PETIKAN:

^^^^^^^^

Istilah Pancasila telah dikenal sejak zaman Majapahit, sebagaimana terdapat dalam buku Negarakertagama dikarang oleh Empu Prapanca dan buku Sutasoma oleh Empu Tantular. Dalam buku Sutasoma istilah Pancasila (bahasa Sansekerta) berarti batu sendi yang kelima, juga berarti pelaksanaan lima kesusilaan (Pancasila Krama), yaitu tidak boleh melakukan (1) kekerasan, (2) mencuri, (3) berjiwa dengki, (4) berbohong, (5) minum minuman keras yang memabukkan.

Kerajaan Sriwijaya dan Majapahit pada zaman kedua kerajaan itu dapat dijadikan tonggak sejarah bagi bangsa Indonesia. Sriwijaya dan Majapahit memenuhi persyaratan sebagai bangsa yang mempunyai negara karena berdaulat, bersatu, dan mempunyai wilayah Nusantara, dan bangsa Indonesia telah pernah mengalami masa kehidupan yang gemah-rimah loh-jinawi, tata-tentram, kerta-raharja.

9.Universitas Agama Buddha

Kita telah mengetahui bahwa di Zaman Sriwijaya di Palembang telah ada Universitas Agama Buddha yang bernilai internasional, I-Tsing pernah dua kali ke Palembang, juga 41 bhiksu semuanya mahasiswa datang belajar Agama Buddha Mahayana. Atisa dari Benggala juga datang ke Sriwijaya belajar filsafat dan logika Agama Buddha Mahayana selama 12 tahun.

Di Jawa juga ada pendidikan Agama Buddha. Seorang sarjana dari Tiongkok bernama Hwui Ning pernah belajar disini selama tiga tahun (664-667), mahagurunya bernama Janabhadra.

Perguruan Tinggi Agama Buddha selain di Palembang dan di Jawa, sudah tentu di India. Universitas Nalanda didirikan tahun 414 merupakan nomor satu di dunia pada masa itu yakni di kerajaan Magadha - India, dekat Rajagriha. Terdapat prasasti Nalanda dari sekitar tahun 850, menyebut bahwa seorang 'Maharaja Bhalaputradewa, penguasa Suvarnadvipa' telah memohon bantuan raja Dewapala dari Magadha untuk membangun sebuah asrama di Nalanda. Universitas Buddha di India pada masa itu ada banyak sekali, yaitu Rohita, Wikramapuri, Pitasila, Tamralipti, Ajanta, Chitor, Patala, Gomati, Kotiswara, Nawasangharama, Dwarawati, Rammananagara, Valabhi. Di Srilangka juga ada Universitas Anuradhapura, kekuasaan Sriwijaya juga sampai di Srilangka.

10.Candi-candi Agama Buddha Mahayana

Bekas-bekas peninggalan dari kejayaan dan kemashuran Agama Buddha Mahayana pernah ada di Indonesia ialah candi-candi antara lain : Mendut, Pawon, Borobudur, Sewu, Kalasan, Plaosan, Ngawen, Sari, Sojiwan, Lumbung, semua candi ini terdapat di Jawa Tengah bagian Selatan. Terdapat juga candi Muara Takus di Riau-Sumatera, candi Gunung Tua di Tapanuli Selatan.

^^^^^^^^

CUPLIKAN CATATAN:
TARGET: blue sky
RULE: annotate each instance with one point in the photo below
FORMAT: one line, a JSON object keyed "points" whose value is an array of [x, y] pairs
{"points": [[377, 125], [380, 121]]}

^^^^^^^^

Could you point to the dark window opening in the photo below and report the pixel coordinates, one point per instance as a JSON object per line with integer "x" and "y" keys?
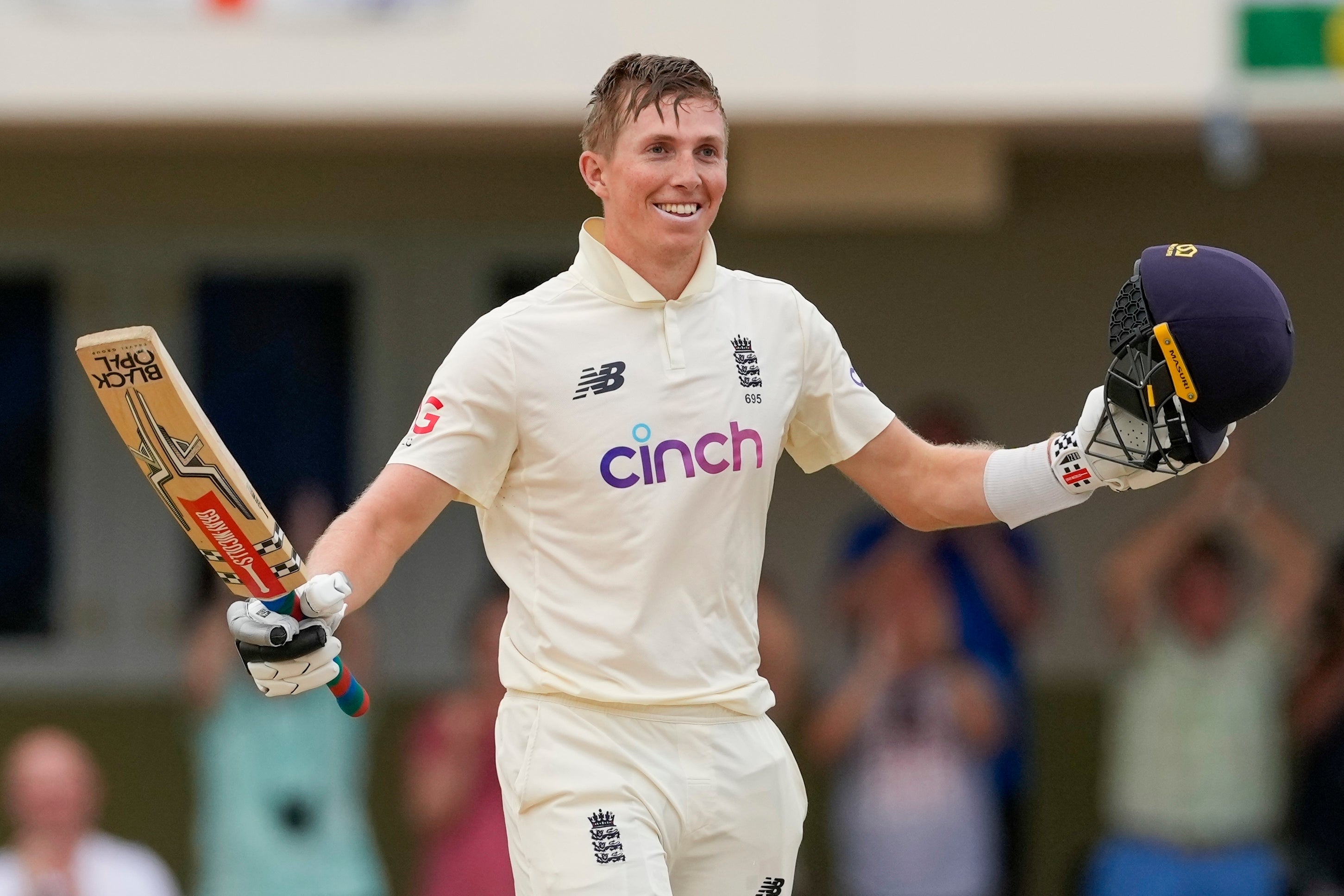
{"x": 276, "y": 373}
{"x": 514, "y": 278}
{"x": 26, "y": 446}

^^^^^^^^

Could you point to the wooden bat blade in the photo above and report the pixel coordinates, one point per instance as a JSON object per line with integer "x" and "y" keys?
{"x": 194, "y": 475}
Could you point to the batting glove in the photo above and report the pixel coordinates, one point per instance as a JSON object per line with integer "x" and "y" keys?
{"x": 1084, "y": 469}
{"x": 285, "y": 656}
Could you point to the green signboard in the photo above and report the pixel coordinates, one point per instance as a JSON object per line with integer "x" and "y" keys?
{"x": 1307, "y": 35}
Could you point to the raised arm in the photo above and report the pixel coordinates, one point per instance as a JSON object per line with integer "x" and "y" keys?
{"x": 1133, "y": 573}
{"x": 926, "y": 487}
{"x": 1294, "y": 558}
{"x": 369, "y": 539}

^^^^^^^^

SOAL 1: Salin persis bagian petikan sejarah Nusantara, mulai dari "Di Jawa juga" sampai "mahagurunya bernama Janabhadra.".
SOAL 2: Teruskan petikan sejarah Nusantara, mulai sesudah kalimat terakhirnya.
Catatan di atas adalah bahan tersendiri, terpisah dari petikan.

HASIL 1:
Di Jawa juga ada pendidikan Agama Buddha. Seorang sarjana dari Tiongkok bernama Hwui Ning pernah belajar disini selama tiga tahun (664-667), mahagurunya bernama Janabhadra.

HASIL 2:
10.1.Candi Mendut

Candi Mendut didirikan oleh Raja pertama dari wangsa Syailendra pada tahun 824 M., berdasarkan prasasti Karang Tengah tahun 824 M., bernama Indra dengan gelar Cri Sanggramadananjaya. Candi ini menghadap ke Barat Daya. Mendut (=Venuvana) berarti hutan bambu. Candi Mendut lebih tua daripada Borobudur, dan seringkali dipergunakan untuk upacara agama Buddha. Satu-satunya ruangan di candi ini terdapat satu altar dengan 3 arca. Arca di tengah adalah Buddha Cakyamuni dengan Dharmacakra Mudra, di sebelah kanan arca Bodhisattva Avalokitesvara dengan Buddha Amitabha di mahkotanya, dan di sebelah kiri arca Vajrapani. Jumlah stupa seluruhnya ada 48. Tinggi candi ini 26,4 m. Candi ini ditemukan kembali tahun 1836, tahun 1897-1904 candi ini diperbaiki, dan perbaikan dilanjutkan kembali dalam tahun 1908 oleh Th. Van Erp, dan tahun 1925 sejumlah stupa yang telah diperbaiki dipasang kembali. Pada dinding luar candi terdapat relief Avalokitesvara yang terlihat sangat indah, Maitreya, Vajrapani, Manjucri. Tembok ruang pintu ada relief Kalpataru bidadari, 2 relief yng melukiskan Hariti dan Atawaka (Suaka Peninggaran Sejarah dan Purbakala, Jawa Tengah).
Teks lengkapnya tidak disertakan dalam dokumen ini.